What the exercise asks: Set down every entry again, exactly as it appears.
++++ Data for analysis
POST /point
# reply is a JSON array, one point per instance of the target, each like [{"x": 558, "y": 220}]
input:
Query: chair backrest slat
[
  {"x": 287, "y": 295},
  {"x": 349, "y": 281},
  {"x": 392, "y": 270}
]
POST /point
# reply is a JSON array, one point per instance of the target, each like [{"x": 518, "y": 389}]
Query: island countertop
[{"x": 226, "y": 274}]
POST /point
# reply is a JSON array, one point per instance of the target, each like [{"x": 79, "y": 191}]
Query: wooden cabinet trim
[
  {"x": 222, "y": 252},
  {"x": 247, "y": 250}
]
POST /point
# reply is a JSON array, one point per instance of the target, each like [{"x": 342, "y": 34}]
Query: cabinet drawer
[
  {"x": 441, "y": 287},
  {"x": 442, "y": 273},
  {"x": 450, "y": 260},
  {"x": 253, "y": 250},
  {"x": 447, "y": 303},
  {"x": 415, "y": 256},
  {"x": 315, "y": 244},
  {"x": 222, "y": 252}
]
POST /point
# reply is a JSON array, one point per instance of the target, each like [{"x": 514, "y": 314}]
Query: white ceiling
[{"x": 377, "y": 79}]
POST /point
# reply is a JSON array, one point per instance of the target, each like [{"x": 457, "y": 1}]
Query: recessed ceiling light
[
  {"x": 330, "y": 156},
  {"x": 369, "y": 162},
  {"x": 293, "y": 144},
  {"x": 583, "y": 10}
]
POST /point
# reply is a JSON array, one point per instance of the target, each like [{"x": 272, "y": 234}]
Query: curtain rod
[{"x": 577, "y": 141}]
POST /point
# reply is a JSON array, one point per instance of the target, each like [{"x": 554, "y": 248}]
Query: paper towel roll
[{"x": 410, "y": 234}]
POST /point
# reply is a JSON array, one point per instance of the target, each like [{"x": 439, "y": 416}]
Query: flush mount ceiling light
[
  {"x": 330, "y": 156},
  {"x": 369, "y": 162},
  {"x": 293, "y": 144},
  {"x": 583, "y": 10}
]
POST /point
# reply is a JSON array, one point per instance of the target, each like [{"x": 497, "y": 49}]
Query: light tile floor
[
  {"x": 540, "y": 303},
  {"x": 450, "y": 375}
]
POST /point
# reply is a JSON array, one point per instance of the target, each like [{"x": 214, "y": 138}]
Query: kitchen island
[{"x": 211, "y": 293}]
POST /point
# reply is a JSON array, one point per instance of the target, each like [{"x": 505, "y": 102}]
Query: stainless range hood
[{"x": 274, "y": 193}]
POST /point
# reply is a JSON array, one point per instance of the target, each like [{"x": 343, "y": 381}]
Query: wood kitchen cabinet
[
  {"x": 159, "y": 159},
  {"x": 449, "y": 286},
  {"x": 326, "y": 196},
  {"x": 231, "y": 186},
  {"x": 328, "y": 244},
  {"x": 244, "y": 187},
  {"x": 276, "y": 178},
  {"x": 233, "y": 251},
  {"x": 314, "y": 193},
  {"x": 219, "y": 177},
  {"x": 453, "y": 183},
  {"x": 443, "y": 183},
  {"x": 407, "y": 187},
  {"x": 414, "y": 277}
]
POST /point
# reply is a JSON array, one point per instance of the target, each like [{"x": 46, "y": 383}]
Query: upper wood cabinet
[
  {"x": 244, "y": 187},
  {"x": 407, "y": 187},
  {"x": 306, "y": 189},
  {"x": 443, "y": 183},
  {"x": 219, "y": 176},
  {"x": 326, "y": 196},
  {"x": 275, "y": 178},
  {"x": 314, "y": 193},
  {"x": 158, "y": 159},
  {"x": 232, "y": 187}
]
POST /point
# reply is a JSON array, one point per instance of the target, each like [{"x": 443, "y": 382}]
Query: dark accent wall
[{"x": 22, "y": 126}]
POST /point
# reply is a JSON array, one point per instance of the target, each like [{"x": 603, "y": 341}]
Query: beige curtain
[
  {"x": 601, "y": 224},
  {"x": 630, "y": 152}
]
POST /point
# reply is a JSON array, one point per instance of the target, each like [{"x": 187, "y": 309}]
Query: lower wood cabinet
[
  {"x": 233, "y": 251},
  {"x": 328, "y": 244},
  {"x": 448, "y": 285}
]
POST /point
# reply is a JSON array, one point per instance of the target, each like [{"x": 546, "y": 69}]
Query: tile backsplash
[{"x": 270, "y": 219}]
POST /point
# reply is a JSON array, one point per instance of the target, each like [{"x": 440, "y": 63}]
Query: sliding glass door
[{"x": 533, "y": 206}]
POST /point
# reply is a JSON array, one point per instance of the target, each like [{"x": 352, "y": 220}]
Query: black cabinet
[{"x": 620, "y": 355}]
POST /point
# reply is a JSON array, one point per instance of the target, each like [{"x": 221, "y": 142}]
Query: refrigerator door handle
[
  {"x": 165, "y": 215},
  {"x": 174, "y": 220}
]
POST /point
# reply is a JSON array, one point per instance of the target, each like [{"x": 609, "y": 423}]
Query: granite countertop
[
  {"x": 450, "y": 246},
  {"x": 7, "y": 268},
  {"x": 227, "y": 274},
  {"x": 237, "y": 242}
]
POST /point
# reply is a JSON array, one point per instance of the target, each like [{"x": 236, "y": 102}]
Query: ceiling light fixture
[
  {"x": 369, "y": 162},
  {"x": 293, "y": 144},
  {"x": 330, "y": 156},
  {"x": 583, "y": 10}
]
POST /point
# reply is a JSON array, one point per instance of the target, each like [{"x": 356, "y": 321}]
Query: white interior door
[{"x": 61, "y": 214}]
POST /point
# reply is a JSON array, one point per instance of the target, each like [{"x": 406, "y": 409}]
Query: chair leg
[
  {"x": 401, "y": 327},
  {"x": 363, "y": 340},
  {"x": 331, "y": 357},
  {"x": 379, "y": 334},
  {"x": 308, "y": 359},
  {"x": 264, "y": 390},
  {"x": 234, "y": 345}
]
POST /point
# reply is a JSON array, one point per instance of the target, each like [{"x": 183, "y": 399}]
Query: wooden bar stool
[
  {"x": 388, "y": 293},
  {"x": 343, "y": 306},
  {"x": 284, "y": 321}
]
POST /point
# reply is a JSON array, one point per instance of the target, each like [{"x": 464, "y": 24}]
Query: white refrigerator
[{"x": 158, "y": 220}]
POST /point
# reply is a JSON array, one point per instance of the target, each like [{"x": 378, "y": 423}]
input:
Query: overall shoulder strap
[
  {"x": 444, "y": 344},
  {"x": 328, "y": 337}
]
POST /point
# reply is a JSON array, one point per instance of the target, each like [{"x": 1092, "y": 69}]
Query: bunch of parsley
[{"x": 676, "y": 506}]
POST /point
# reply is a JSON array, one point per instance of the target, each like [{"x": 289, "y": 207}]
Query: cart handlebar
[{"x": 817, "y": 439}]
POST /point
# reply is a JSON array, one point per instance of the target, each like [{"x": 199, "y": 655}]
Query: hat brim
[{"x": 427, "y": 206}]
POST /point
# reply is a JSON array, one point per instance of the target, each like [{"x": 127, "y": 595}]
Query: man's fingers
++++++++
Exercise output:
POST /point
# reply is a JSON array, one point per instance of the target, each like [{"x": 558, "y": 220}]
input:
Query: chair backrest slat
[
  {"x": 287, "y": 295},
  {"x": 349, "y": 281},
  {"x": 392, "y": 270}
]
POST /point
# reply is a JSON array, one point per instance of the target, each like [{"x": 518, "y": 389}]
Query: island countertop
[{"x": 226, "y": 274}]
POST /point
# reply is a JSON array, one point per instance of the target, each like [{"x": 79, "y": 191}]
Query: wooden cabinet trim
[
  {"x": 222, "y": 252},
  {"x": 247, "y": 250}
]
POST /point
# reply is a JSON array, one point per instance of the target, each like [{"x": 342, "y": 34}]
Query: cabinet drawer
[
  {"x": 441, "y": 287},
  {"x": 442, "y": 273},
  {"x": 450, "y": 260},
  {"x": 253, "y": 250},
  {"x": 447, "y": 303},
  {"x": 415, "y": 256},
  {"x": 315, "y": 244},
  {"x": 222, "y": 252}
]
POST /point
# reply is a JSON array, one point per instance of the target, each like [{"x": 514, "y": 314}]
Query: white ceiling
[{"x": 377, "y": 79}]
POST /point
# reply is a JSON array, one point per instance of the target, each like [{"x": 457, "y": 1}]
Query: recessed ceiling light
[
  {"x": 330, "y": 156},
  {"x": 369, "y": 162},
  {"x": 293, "y": 144},
  {"x": 583, "y": 10}
]
POST /point
# reply is a JSON array, one point per instance of the target, each like [{"x": 272, "y": 234}]
Query: curtain rod
[{"x": 577, "y": 141}]
POST /point
# reply is a JSON array, one point per instance of the target, each like [{"x": 554, "y": 248}]
Query: paper towel roll
[{"x": 410, "y": 234}]
POST /point
# reply is a JSON array, one point per instance of the target, each like [{"x": 439, "y": 416}]
Query: flush mount ceiling light
[
  {"x": 330, "y": 156},
  {"x": 369, "y": 162},
  {"x": 293, "y": 144},
  {"x": 583, "y": 10}
]
POST /point
# reply is a JSON array, one point per instance of the target, each like [{"x": 497, "y": 49}]
Query: light tile floor
[
  {"x": 540, "y": 303},
  {"x": 450, "y": 375}
]
POST /point
# reply is a JSON array, one point per instance of the target, each like [{"x": 214, "y": 138}]
Query: kitchen island
[{"x": 211, "y": 293}]
POST /point
# reply is a JSON array, one point per instance of the target, each like [{"x": 505, "y": 102}]
Query: stainless range hood
[{"x": 274, "y": 193}]
POST /point
# reply is a JSON array, one point per instance of the target, each like [{"x": 343, "y": 381}]
Query: wood kitchen cabinet
[
  {"x": 159, "y": 159},
  {"x": 449, "y": 286},
  {"x": 326, "y": 196},
  {"x": 231, "y": 186},
  {"x": 328, "y": 244},
  {"x": 244, "y": 187},
  {"x": 276, "y": 178},
  {"x": 233, "y": 251},
  {"x": 314, "y": 193},
  {"x": 219, "y": 177},
  {"x": 453, "y": 183},
  {"x": 443, "y": 183},
  {"x": 407, "y": 187},
  {"x": 414, "y": 277}
]
POST /point
# reply is a JSON array, one point per instance of the target, each like [{"x": 46, "y": 383}]
Query: upper wood cabinet
[
  {"x": 244, "y": 187},
  {"x": 407, "y": 187},
  {"x": 306, "y": 189},
  {"x": 443, "y": 183},
  {"x": 219, "y": 176},
  {"x": 326, "y": 196},
  {"x": 275, "y": 178},
  {"x": 314, "y": 193},
  {"x": 158, "y": 159},
  {"x": 232, "y": 187}
]
POST /point
# reply is a JSON array, one point per instance of the target, each like [{"x": 443, "y": 382}]
Query: dark accent wall
[{"x": 22, "y": 126}]
POST /point
# reply is a JSON array, one point per instance of the target, each like [{"x": 603, "y": 341}]
Query: beige curtain
[
  {"x": 601, "y": 224},
  {"x": 630, "y": 152}
]
POST /point
# reply is a JSON array, one point per instance of the target, each like [{"x": 187, "y": 309}]
Query: lower wood cabinet
[
  {"x": 233, "y": 251},
  {"x": 328, "y": 244},
  {"x": 448, "y": 285}
]
POST /point
# reply is a JSON array, one point per instance of the target, each like [{"x": 546, "y": 69}]
Query: tile backsplash
[{"x": 270, "y": 219}]
POST /point
# reply is a JSON array, one point per instance of the target, each like [{"x": 440, "y": 63}]
Query: sliding glass door
[{"x": 533, "y": 206}]
POST /point
# reply is a JSON array, one point per instance of the target, each like [{"x": 352, "y": 220}]
Query: black cabinet
[{"x": 620, "y": 355}]
POST /point
# reply is a JSON array, one point per instance of the target, each like [{"x": 221, "y": 142}]
Query: refrigerator door handle
[
  {"x": 165, "y": 215},
  {"x": 174, "y": 220}
]
POST /point
# reply is a JSON array, one point per instance of the target, each like [{"x": 609, "y": 423}]
Query: granite countertop
[
  {"x": 450, "y": 246},
  {"x": 7, "y": 268},
  {"x": 227, "y": 274},
  {"x": 237, "y": 242}
]
POST /point
# reply is a JSON array, one point per instance of the target, each like [{"x": 236, "y": 102}]
Query: ceiling light fixture
[
  {"x": 369, "y": 162},
  {"x": 293, "y": 144},
  {"x": 330, "y": 156},
  {"x": 583, "y": 10}
]
POST /point
# reply is a JSON array, one point per instance of the target, each like [{"x": 356, "y": 321}]
Query: white interior door
[{"x": 61, "y": 214}]
POST /point
# reply is a JSON array, one point per instance of the target, each like [{"x": 406, "y": 409}]
Query: chair leg
[
  {"x": 401, "y": 327},
  {"x": 363, "y": 340},
  {"x": 331, "y": 357},
  {"x": 379, "y": 334},
  {"x": 308, "y": 359},
  {"x": 264, "y": 390},
  {"x": 234, "y": 345}
]
POST /point
# reply is a JSON array, one point per instance of the target, each like [{"x": 183, "y": 399}]
Query: wooden bar stool
[
  {"x": 388, "y": 293},
  {"x": 343, "y": 306},
  {"x": 284, "y": 321}
]
POST /point
# reply is a JSON array, one point per instance of the target, each like [{"x": 464, "y": 24}]
Query: white refrigerator
[{"x": 158, "y": 220}]
POST /point
# reply is a JSON array, one point per instance of the target, each like [{"x": 378, "y": 423}]
input:
Query: overall shoulder strap
[
  {"x": 444, "y": 344},
  {"x": 328, "y": 337}
]
POST /point
# reply is a JSON array, one point per instance of the target, each like [{"x": 1092, "y": 69}]
Query: bunch of parsley
[{"x": 676, "y": 506}]
POST /point
# reply is a JSON array, one point per instance of the target, each like [{"x": 289, "y": 207}]
Query: cart handlebar
[{"x": 817, "y": 439}]
POST /point
# reply is a JSON array, one point per instance of the target, each like [{"x": 199, "y": 655}]
Query: hat brim
[{"x": 427, "y": 206}]
POST /point
# reply is a JSON array, one point per instance of the target, each like [{"x": 127, "y": 595}]
Query: man's fingers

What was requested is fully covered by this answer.